## [WORK ITEM]
All of the data must be retyped exactly, with nothing left out.

# # # # # # #

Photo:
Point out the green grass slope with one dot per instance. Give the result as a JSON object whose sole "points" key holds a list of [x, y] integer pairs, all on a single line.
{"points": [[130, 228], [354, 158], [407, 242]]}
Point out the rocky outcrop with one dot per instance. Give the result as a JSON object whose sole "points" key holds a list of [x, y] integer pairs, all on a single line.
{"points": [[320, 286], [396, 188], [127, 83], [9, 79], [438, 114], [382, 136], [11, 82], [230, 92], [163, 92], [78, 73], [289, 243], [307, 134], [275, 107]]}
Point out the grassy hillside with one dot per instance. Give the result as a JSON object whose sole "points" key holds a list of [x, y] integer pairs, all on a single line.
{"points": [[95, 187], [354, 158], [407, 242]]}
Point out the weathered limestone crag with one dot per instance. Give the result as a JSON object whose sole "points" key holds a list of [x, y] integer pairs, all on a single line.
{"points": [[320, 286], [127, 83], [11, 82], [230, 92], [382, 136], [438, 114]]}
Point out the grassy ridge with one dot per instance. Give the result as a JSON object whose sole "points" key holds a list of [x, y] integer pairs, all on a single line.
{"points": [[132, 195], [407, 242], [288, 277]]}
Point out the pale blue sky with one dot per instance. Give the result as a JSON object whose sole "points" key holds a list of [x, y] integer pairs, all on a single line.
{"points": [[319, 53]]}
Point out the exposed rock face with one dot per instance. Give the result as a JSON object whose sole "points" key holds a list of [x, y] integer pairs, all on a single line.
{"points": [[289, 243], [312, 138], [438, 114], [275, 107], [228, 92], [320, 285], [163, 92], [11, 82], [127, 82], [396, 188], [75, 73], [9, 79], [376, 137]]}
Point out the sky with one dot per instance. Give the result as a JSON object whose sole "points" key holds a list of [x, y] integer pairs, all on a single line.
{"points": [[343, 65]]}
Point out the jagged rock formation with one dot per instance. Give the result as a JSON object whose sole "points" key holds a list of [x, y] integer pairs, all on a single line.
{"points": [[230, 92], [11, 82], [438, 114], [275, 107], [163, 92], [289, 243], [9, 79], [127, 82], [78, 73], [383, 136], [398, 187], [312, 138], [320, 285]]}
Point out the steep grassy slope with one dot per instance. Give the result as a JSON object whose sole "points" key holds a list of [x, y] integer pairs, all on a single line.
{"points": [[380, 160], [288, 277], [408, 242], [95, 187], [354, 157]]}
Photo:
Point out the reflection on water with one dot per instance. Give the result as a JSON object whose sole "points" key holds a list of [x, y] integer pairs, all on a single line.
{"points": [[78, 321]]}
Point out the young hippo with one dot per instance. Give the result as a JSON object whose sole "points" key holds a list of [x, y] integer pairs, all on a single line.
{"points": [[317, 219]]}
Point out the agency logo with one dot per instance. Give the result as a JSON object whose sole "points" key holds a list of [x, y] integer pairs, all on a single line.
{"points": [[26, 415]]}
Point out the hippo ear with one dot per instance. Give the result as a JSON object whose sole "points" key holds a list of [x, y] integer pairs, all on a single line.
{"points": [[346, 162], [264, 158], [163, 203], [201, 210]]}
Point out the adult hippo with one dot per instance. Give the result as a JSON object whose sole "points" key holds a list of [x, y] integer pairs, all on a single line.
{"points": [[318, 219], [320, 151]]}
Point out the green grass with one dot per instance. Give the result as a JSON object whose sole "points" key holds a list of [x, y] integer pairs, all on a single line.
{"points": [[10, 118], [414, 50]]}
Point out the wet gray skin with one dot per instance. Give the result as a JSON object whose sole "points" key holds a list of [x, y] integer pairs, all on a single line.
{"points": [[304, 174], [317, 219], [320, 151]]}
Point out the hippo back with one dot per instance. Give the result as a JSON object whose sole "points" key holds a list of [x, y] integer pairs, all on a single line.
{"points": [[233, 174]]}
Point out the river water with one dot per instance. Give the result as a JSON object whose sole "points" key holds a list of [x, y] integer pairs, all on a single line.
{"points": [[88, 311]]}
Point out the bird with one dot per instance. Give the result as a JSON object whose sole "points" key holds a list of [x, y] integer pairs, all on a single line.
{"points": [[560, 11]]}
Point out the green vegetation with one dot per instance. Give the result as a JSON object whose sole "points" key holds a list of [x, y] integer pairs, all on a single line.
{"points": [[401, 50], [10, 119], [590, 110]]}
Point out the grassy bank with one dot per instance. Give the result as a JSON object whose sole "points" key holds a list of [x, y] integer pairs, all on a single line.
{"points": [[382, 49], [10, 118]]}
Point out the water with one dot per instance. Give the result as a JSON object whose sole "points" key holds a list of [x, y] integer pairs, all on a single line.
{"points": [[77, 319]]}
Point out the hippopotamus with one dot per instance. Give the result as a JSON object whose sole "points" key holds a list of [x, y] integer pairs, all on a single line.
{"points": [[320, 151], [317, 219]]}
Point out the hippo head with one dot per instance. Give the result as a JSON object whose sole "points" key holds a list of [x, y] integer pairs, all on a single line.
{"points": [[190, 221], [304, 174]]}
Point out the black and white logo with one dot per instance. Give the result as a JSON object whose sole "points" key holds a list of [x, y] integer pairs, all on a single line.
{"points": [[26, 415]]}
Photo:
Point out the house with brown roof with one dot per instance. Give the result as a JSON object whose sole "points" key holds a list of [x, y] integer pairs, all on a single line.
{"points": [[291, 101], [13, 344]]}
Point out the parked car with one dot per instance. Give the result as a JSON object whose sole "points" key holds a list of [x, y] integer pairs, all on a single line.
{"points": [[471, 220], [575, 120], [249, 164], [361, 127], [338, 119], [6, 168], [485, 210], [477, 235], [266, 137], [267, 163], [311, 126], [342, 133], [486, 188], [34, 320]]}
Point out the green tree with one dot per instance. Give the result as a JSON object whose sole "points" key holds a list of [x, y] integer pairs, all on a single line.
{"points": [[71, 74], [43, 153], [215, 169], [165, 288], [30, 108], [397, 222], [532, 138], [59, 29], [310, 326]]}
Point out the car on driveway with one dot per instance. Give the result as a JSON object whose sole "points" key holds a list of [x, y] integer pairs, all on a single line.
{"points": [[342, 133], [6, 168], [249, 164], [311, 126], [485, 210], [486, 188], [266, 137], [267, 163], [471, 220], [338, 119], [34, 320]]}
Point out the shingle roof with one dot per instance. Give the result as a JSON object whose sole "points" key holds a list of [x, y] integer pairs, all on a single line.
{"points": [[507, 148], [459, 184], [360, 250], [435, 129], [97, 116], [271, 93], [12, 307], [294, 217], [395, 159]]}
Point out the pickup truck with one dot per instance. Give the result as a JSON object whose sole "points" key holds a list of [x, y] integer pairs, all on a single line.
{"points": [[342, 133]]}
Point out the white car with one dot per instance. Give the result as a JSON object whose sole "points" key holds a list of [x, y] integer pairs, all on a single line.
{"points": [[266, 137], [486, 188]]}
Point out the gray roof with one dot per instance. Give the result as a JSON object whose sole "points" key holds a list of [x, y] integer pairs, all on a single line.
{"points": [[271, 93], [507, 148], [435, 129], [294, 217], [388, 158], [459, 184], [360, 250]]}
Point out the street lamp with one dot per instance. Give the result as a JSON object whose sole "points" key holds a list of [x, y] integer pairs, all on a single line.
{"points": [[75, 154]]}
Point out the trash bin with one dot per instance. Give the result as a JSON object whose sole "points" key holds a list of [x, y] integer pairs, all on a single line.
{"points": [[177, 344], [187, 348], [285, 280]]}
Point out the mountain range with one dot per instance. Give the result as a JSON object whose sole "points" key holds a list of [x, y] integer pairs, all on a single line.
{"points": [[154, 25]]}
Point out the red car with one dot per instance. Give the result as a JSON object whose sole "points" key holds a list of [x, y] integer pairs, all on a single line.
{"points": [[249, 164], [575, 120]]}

# # # # # # #

## [PROBLEM SOLUTION]
Photo:
Point out the green grass slope with one dot per instance. Give the result as a JSON object whose sole "points" key holds a list of [x, y] integer pairs, all on a single line.
{"points": [[130, 228], [354, 158], [407, 242]]}
Point out the rocky outcrop with one dot per instance. Give the result as a JSON object whose sole "points" key holds a list of [x, y] integer pairs, all on a single line.
{"points": [[320, 286], [396, 188], [127, 83], [9, 79], [438, 114], [382, 136], [11, 82], [230, 92], [163, 92], [78, 73], [289, 243], [307, 134], [275, 107]]}
Point out the grassy hillside with one dot per instance. Give the result as a JSON object whose sole "points" key holds a list of [x, y] integer pairs, all on a single line.
{"points": [[95, 187], [354, 158], [407, 242]]}
Point out the weathered limestone crag with one dot per instance. Give the result as a JSON object whose sole "points" key holds a list of [x, y] integer pairs, all on a single line.
{"points": [[320, 286], [127, 83], [11, 82], [230, 92], [382, 136], [438, 114]]}
Point out the grassy ridge with one dot per instance. Give the result as a JSON object whose sole "points" key holds a list of [x, y] integer pairs, all on a single line.
{"points": [[132, 195], [407, 242], [288, 277]]}
Point out the pale blue sky with one dot per instance. Give the result as a JSON object whose sole "points" key holds a list of [x, y] integer pairs, all on a single line.
{"points": [[319, 53]]}
Point out the exposed rock face with one dot per instance. Give the result as a JSON object whose sole "points" key holds a list of [x, y] integer pairs, all on a single line.
{"points": [[289, 243], [312, 138], [438, 114], [275, 107], [228, 92], [320, 285], [163, 92], [11, 82], [127, 82], [396, 188], [75, 73], [9, 79], [376, 137]]}
Point out the sky with one dot per instance. Give the result as a JSON object whose sole "points" key holds a list of [x, y] integer pairs, all on a single line.
{"points": [[343, 65]]}
Point out the jagged rock formation with one dot per instance. Give the result as a JSON object whose sole "points" key holds a list of [x, y] integer pairs, all on a single line.
{"points": [[230, 92], [11, 82], [438, 114], [275, 107], [163, 92], [289, 243], [9, 79], [127, 82], [78, 73], [383, 136], [398, 187], [312, 138], [320, 285]]}
Point out the steep grassy slope with one dot per instance. Give the result as a JSON object whose sole "points" key holds a list of [x, y] integer pairs, all on a single line.
{"points": [[380, 160], [288, 277], [408, 242], [95, 187], [354, 157]]}
Photo:
Point out the reflection on water with one dot per instance. Give the result as a JSON object whose sole "points" key holds a list of [x, y] integer pairs, all on a single line.
{"points": [[78, 321]]}
Point out the young hippo with one dot per instance. Give the result as a JSON object whose sole "points" key holds a list of [x, y] integer pairs, all on a single line.
{"points": [[317, 219]]}
Point out the agency logo with one dot per instance. Give the result as a JSON object whose sole "points" key holds a list of [x, y] integer pairs, all on a single line.
{"points": [[26, 415]]}
Point out the hippo ear with one dot per instance. Give the result as a JSON object whose sole "points" key holds a list of [x, y] integer pairs, all on a single line.
{"points": [[346, 162], [264, 158], [163, 203], [201, 210]]}
Point out the adult hippo with one dot per instance. Give the result as a JSON object whose sole "points" key holds a list of [x, y] integer pairs, all on a single line.
{"points": [[318, 219], [320, 151]]}
Point out the green grass with one dot per instance. Give the result as a JSON object whose sole "points" key holds a list of [x, y] integer pairs, all on a single line.
{"points": [[10, 118], [414, 50]]}
Point out the wet gray skin with one dot per instance. Give the result as a JSON object whose sole "points" key holds a list of [x, y] integer pairs, all on a single line.
{"points": [[304, 174], [317, 219], [320, 151]]}
Point out the hippo back with one dot per instance. Give the result as a JSON object whose sole "points" key holds a list of [x, y] integer pairs, all on a single line.
{"points": [[233, 174]]}
Point out the river water with one dot per instance. Give the result as a JSON object whose sole "points" key holds a list of [x, y] integer pairs, all on a single line.
{"points": [[88, 311]]}
Point out the bird with one dot per instance. Give the result as a JSON object whose sole "points" key holds a list of [x, y] integer pairs, all on a single line.
{"points": [[560, 11]]}
Point out the green vegetation with one dot per instance. Give the result as a JSON object whose sole "points" key holds a list of [x, y] integer pairs, all on a single line.
{"points": [[401, 50], [10, 119], [590, 110]]}
Point out the grassy bank with one dot per instance. Give the result as a JSON object whose sole "points" key holds a list of [x, y] integer pairs, all on a single line.
{"points": [[382, 49], [10, 118]]}
Point out the water with one dot per instance. Give the result as a JSON object whose sole "points" key holds a list of [x, y] integer pairs, all on a single line.
{"points": [[77, 319]]}
Point out the hippopotamus with one dot per instance. Give the result as a JSON object whose sole "points" key holds a list of [x, y] integer pairs, all on a single line.
{"points": [[320, 151], [317, 219]]}
Point out the hippo head with one dot per instance. Give the result as a JSON object whose sole "points" key holds a list of [x, y] integer pairs, all on a single line.
{"points": [[190, 221], [304, 174]]}
Point out the black and white logo with one dot per instance. Give the result as a JSON object whose sole "points" key holds a list of [x, y] integer pairs, all on a single line.
{"points": [[26, 415]]}
Photo:
Point out the house with brown roof with one dot per instance. Give the result as a JSON object whose sole "points" key holds a list of [x, y] integer pairs, all on a single line.
{"points": [[291, 101], [13, 344]]}
Point out the parked car with one dot per instance. Give the result as a JSON object whose sole "points" key holds a list of [x, y] integer pairs, all on a single line.
{"points": [[471, 220], [575, 120], [249, 164], [361, 127], [338, 119], [6, 168], [485, 210], [477, 235], [266, 137], [267, 163], [311, 126], [342, 133], [486, 188], [34, 320]]}
Point out the green tree with one dot per instance. Give the result as a JSON object whose sole "points" key holds a list of [x, y] integer pairs, all on a single line.
{"points": [[71, 74], [43, 153], [215, 169], [165, 288], [30, 108], [397, 222], [532, 138], [59, 29], [310, 326]]}
Point out the car on driveway with one dot per instance. Give the result as a JSON object whose sole "points" key holds a list of [x, y] integer pairs, all on a single line.
{"points": [[342, 133], [6, 168], [249, 164], [311, 126], [485, 210], [486, 188], [266, 137], [267, 163], [471, 220], [338, 119], [34, 320]]}
Point out the shingle roof with one dot per instance. Give the result as a JSON object whose sole "points" key holds a list of [x, y] integer pairs, all on a single line.
{"points": [[507, 148], [459, 184], [360, 250], [435, 129], [97, 116], [271, 93], [12, 307], [294, 217], [395, 159]]}
Point out the pickup truck with one dot per instance. Give the result as a JSON object whose sole "points" key holds a list of [x, y] integer pairs, all on a single line.
{"points": [[342, 133]]}
Point out the white car with one dot per instance. Give the result as a JSON object whose sole "points" key holds a list of [x, y] integer pairs, all on a single line.
{"points": [[266, 137], [486, 188]]}
Point out the gray roof with one dot per instance. Give the result as a JSON object whose sole "points" key holds a list of [x, y] integer pairs, all on a single line.
{"points": [[271, 93], [507, 148], [435, 129], [294, 217], [388, 158], [459, 184], [360, 250]]}
Point out the street lamp with one dot per instance. Give the result as a JSON object whose sole "points" key holds a list of [x, y] integer pairs, all on a single line.
{"points": [[75, 154]]}
Point out the trash bin with one dot per instance. Give the result as a JSON object whose sole "points" key holds a list of [x, y] integer pairs, all on a single line.
{"points": [[177, 344], [187, 348], [285, 280]]}
Point out the mountain range with one dot per instance. Give the result as a JSON object whose sole "points" key holds a list of [x, y] integer pairs, all on a single line.
{"points": [[154, 25]]}
Point out the red car with one dot per instance. Give the result as a JSON object whose sole "points" key holds a list of [x, y] integer pairs, all on a single line.
{"points": [[249, 164], [575, 120]]}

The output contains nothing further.